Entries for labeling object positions
--------------------------------
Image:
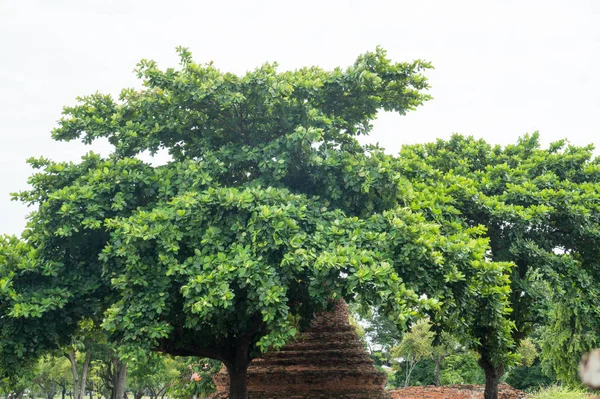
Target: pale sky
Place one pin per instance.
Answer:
(502, 67)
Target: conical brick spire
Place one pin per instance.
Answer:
(327, 361)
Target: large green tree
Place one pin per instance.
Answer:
(267, 210)
(541, 211)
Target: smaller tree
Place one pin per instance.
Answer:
(51, 374)
(416, 345)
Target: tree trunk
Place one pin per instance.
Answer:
(437, 373)
(492, 377)
(72, 358)
(84, 369)
(238, 388)
(16, 394)
(409, 368)
(120, 373)
(238, 370)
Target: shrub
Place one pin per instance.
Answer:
(559, 392)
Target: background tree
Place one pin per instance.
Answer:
(540, 211)
(53, 373)
(268, 210)
(416, 345)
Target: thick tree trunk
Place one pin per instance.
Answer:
(437, 372)
(16, 394)
(120, 373)
(238, 370)
(492, 377)
(238, 387)
(73, 360)
(84, 369)
(409, 368)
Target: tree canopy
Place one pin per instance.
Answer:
(540, 209)
(267, 210)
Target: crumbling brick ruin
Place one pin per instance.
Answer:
(327, 361)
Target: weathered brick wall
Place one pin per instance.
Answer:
(455, 392)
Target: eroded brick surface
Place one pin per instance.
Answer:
(455, 392)
(328, 361)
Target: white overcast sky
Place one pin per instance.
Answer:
(502, 67)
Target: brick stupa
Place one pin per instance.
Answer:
(327, 361)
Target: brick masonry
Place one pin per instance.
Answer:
(327, 361)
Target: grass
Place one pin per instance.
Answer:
(559, 392)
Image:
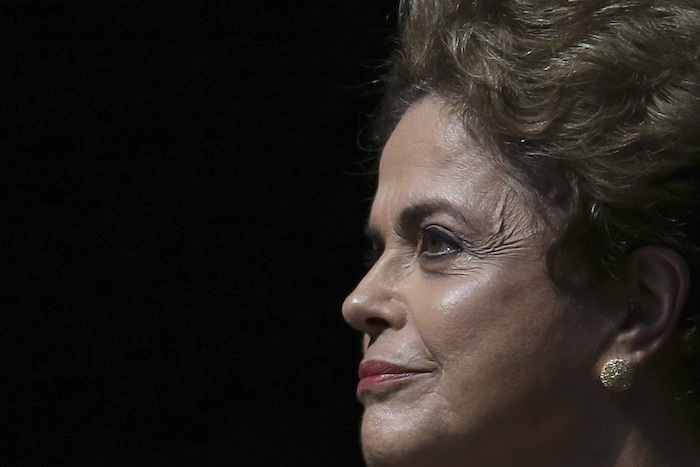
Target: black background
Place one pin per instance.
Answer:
(182, 220)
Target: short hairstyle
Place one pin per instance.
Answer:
(594, 105)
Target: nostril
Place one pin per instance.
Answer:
(374, 321)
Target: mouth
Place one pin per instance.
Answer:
(379, 375)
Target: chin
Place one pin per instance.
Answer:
(403, 442)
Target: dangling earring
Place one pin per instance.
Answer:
(617, 375)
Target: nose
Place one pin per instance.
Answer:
(375, 305)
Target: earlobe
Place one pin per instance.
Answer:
(657, 280)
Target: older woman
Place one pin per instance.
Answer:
(536, 228)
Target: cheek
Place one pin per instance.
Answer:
(476, 326)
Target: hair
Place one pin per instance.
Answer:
(594, 105)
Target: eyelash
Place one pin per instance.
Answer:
(447, 240)
(430, 232)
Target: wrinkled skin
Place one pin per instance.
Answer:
(505, 365)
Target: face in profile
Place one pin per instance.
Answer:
(470, 353)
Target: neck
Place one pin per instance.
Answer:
(657, 435)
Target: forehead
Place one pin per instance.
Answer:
(429, 157)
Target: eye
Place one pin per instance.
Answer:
(438, 242)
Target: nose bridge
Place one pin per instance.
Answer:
(377, 302)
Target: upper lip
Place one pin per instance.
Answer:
(380, 367)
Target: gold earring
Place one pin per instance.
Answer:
(617, 375)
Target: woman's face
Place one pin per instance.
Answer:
(470, 355)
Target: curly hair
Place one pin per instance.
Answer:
(594, 105)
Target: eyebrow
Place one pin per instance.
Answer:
(411, 217)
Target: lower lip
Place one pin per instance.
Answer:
(383, 381)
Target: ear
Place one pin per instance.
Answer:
(657, 281)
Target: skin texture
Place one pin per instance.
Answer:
(508, 366)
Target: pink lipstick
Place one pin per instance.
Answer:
(375, 374)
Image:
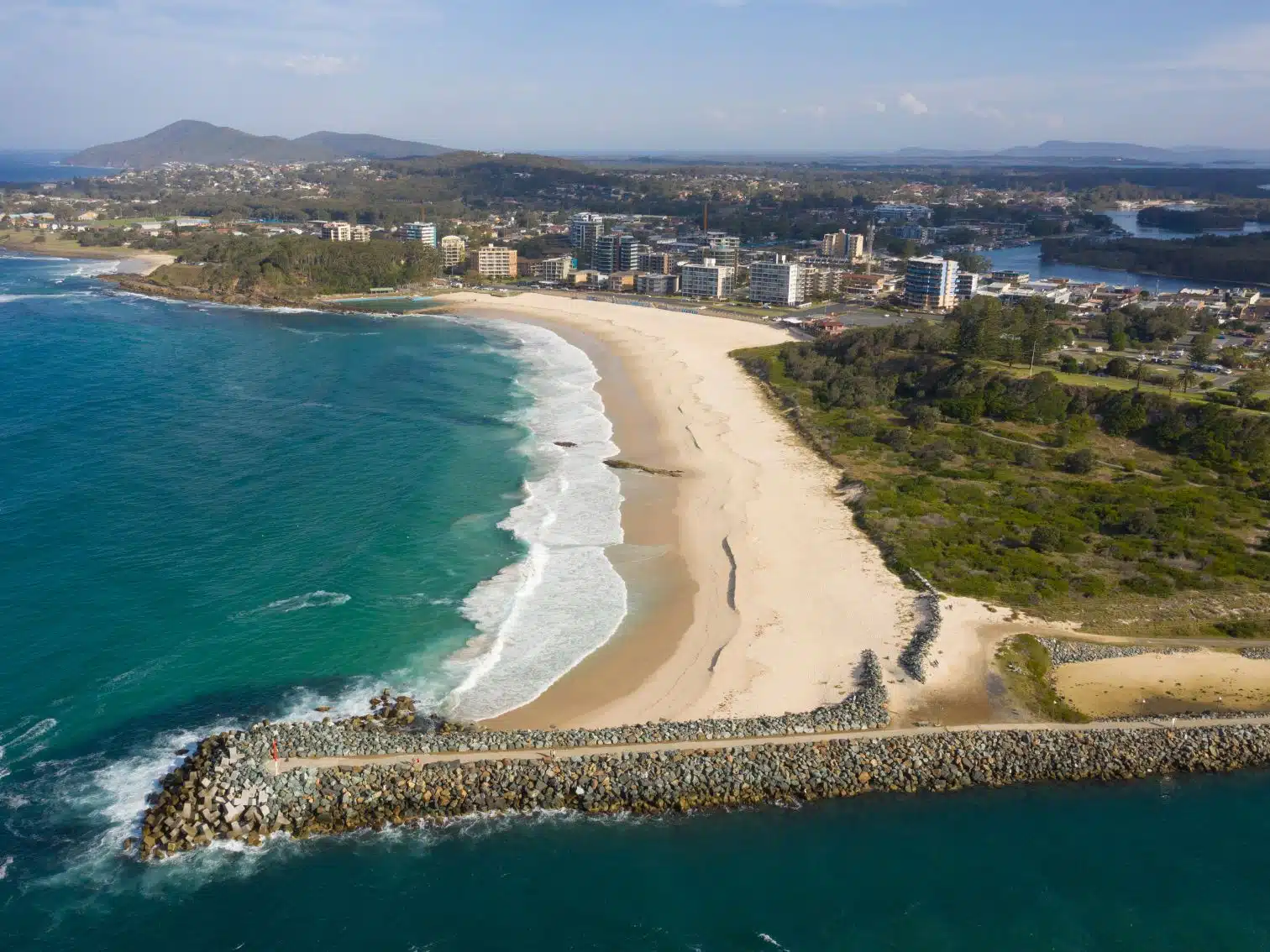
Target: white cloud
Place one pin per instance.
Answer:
(912, 104)
(1244, 51)
(318, 65)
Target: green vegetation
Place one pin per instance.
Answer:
(1026, 490)
(1241, 259)
(295, 265)
(1192, 220)
(1024, 666)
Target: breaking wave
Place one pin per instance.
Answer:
(312, 599)
(541, 616)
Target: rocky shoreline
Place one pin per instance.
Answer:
(223, 793)
(228, 788)
(1078, 651)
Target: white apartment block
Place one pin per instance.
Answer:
(585, 228)
(454, 250)
(706, 280)
(422, 231)
(842, 245)
(494, 262)
(930, 283)
(776, 283)
(553, 268)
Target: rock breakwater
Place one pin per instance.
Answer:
(913, 657)
(1077, 651)
(223, 793)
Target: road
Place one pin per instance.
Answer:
(684, 745)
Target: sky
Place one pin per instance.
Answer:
(563, 75)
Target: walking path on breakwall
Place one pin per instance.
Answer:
(718, 744)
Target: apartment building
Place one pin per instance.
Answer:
(657, 283)
(551, 268)
(454, 250)
(585, 230)
(622, 280)
(930, 283)
(778, 282)
(706, 280)
(493, 262)
(822, 282)
(630, 253)
(422, 231)
(655, 263)
(967, 285)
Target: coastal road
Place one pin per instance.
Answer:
(685, 745)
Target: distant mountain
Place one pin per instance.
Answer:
(191, 141)
(1062, 149)
(351, 145)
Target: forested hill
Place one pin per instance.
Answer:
(294, 267)
(1241, 259)
(1100, 505)
(191, 141)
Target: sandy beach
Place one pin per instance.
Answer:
(784, 630)
(131, 260)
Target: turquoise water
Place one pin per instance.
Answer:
(210, 515)
(1026, 258)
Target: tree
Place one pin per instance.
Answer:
(923, 416)
(972, 262)
(1119, 367)
(1247, 386)
(1046, 538)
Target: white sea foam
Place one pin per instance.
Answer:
(312, 599)
(87, 269)
(10, 299)
(23, 740)
(541, 616)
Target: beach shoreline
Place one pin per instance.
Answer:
(783, 590)
(139, 262)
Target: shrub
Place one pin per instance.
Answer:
(1046, 538)
(1245, 627)
(1079, 463)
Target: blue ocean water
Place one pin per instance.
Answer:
(210, 515)
(1026, 258)
(36, 166)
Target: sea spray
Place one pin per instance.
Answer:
(543, 615)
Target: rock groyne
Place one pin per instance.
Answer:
(913, 657)
(1077, 651)
(221, 793)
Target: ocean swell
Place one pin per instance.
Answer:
(543, 615)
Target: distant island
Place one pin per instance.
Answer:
(203, 144)
(1244, 259)
(1194, 221)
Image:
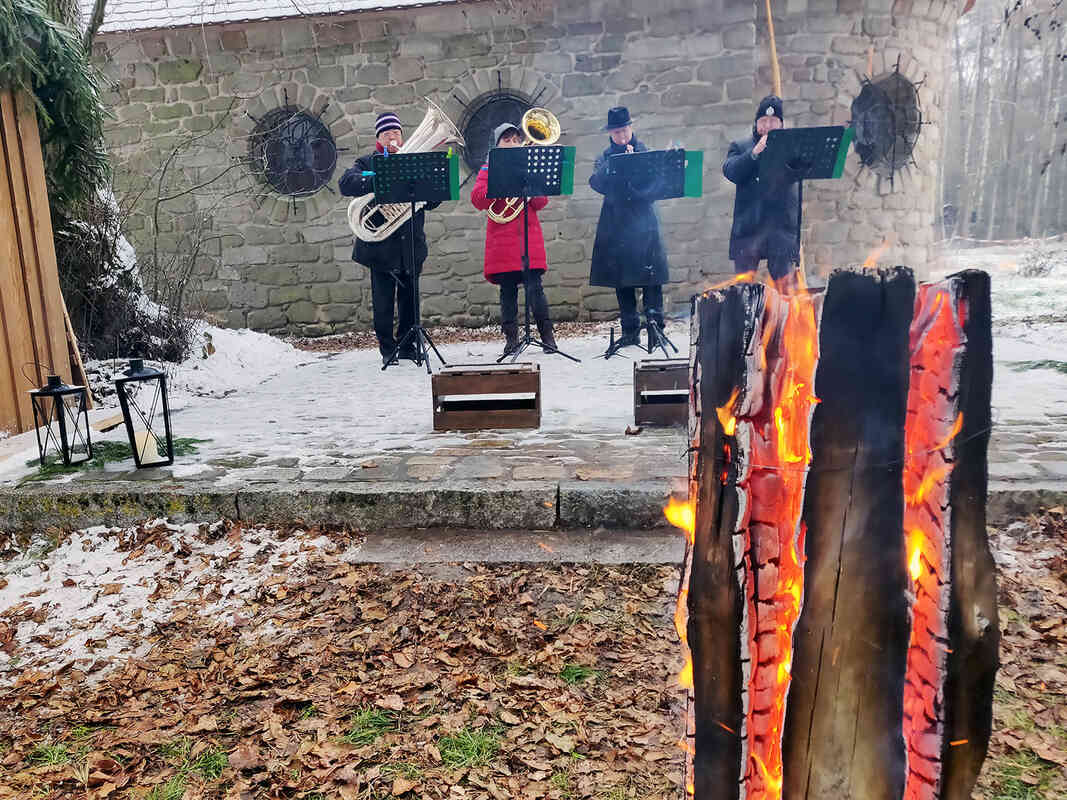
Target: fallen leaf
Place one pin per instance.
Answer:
(560, 742)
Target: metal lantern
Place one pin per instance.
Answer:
(61, 416)
(142, 395)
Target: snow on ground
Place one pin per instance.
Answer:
(1030, 326)
(101, 592)
(257, 395)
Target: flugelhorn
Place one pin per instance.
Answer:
(373, 222)
(540, 127)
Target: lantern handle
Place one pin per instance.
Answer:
(37, 365)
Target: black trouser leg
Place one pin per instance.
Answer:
(539, 303)
(509, 297)
(405, 309)
(627, 309)
(383, 290)
(652, 299)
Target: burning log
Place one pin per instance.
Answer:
(840, 588)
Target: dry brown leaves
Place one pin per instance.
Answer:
(1028, 752)
(568, 670)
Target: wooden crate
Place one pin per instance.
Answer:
(472, 397)
(662, 392)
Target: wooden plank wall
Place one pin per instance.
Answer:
(33, 339)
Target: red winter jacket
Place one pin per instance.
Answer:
(504, 243)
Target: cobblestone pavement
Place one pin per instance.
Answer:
(338, 424)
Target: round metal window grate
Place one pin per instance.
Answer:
(887, 120)
(292, 150)
(497, 108)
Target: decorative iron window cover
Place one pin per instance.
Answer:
(292, 150)
(887, 118)
(481, 118)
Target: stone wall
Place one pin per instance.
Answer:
(826, 49)
(187, 99)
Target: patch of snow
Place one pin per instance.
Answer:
(96, 598)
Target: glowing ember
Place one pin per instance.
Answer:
(682, 515)
(936, 337)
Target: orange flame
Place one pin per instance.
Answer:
(916, 548)
(682, 515)
(787, 434)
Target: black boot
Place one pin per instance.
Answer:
(510, 337)
(544, 331)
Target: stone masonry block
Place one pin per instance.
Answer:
(182, 70)
(583, 85)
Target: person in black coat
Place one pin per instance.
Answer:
(389, 259)
(765, 223)
(627, 253)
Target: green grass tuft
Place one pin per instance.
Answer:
(470, 748)
(173, 789)
(1007, 773)
(368, 723)
(49, 754)
(104, 452)
(576, 673)
(210, 763)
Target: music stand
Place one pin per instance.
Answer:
(805, 154)
(655, 175)
(525, 173)
(414, 177)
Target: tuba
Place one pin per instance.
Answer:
(540, 126)
(373, 222)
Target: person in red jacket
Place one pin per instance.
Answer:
(504, 254)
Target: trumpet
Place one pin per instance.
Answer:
(540, 127)
(373, 222)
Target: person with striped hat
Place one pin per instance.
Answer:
(392, 289)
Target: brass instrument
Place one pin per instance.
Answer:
(373, 222)
(540, 127)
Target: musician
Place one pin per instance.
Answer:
(765, 223)
(388, 260)
(504, 254)
(627, 252)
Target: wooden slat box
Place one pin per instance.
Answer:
(472, 397)
(662, 392)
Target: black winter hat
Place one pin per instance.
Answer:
(770, 106)
(617, 117)
(502, 129)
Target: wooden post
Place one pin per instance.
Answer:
(33, 339)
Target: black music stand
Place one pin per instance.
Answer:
(414, 177)
(796, 155)
(657, 175)
(525, 173)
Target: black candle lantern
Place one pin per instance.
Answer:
(142, 395)
(61, 416)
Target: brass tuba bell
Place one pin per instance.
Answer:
(540, 127)
(373, 222)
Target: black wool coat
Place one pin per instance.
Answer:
(765, 211)
(627, 250)
(392, 254)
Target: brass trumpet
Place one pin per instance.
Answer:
(540, 127)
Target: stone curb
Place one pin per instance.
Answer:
(519, 506)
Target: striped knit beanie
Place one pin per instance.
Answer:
(387, 121)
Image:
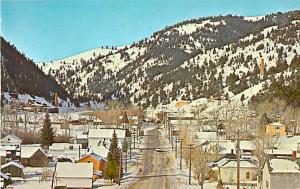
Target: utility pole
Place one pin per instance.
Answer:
(126, 160)
(133, 138)
(190, 168)
(130, 149)
(52, 182)
(181, 140)
(176, 140)
(120, 167)
(172, 138)
(79, 155)
(238, 159)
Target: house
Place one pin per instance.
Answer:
(13, 168)
(278, 174)
(11, 140)
(206, 136)
(9, 153)
(281, 154)
(65, 150)
(33, 156)
(276, 129)
(80, 138)
(98, 136)
(97, 159)
(4, 180)
(74, 175)
(247, 146)
(228, 171)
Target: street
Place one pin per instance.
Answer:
(155, 172)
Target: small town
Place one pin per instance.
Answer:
(150, 95)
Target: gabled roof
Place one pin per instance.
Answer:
(13, 163)
(27, 151)
(93, 155)
(11, 138)
(5, 176)
(106, 133)
(74, 170)
(243, 164)
(125, 118)
(282, 166)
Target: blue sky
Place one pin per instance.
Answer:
(53, 29)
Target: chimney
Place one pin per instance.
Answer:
(294, 155)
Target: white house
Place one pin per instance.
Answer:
(98, 136)
(204, 136)
(11, 140)
(278, 174)
(66, 150)
(228, 170)
(74, 175)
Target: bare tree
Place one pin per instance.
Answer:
(200, 159)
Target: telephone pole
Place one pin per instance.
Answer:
(181, 140)
(238, 159)
(176, 140)
(190, 147)
(120, 167)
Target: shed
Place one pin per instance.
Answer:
(33, 156)
(15, 169)
(74, 175)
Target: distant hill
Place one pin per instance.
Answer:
(205, 57)
(20, 74)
--------------------------------
Exercise goal
Recast the lines from the one containing "Target: distant hill" through the end of the material as a JSON list of strings, with one string per line and blank lines omitted.

Answer to this task
[
  "Target: distant hill",
  "Place one pin per instance.",
  "Answer:",
  "(205, 57)",
  "(20, 74)"
]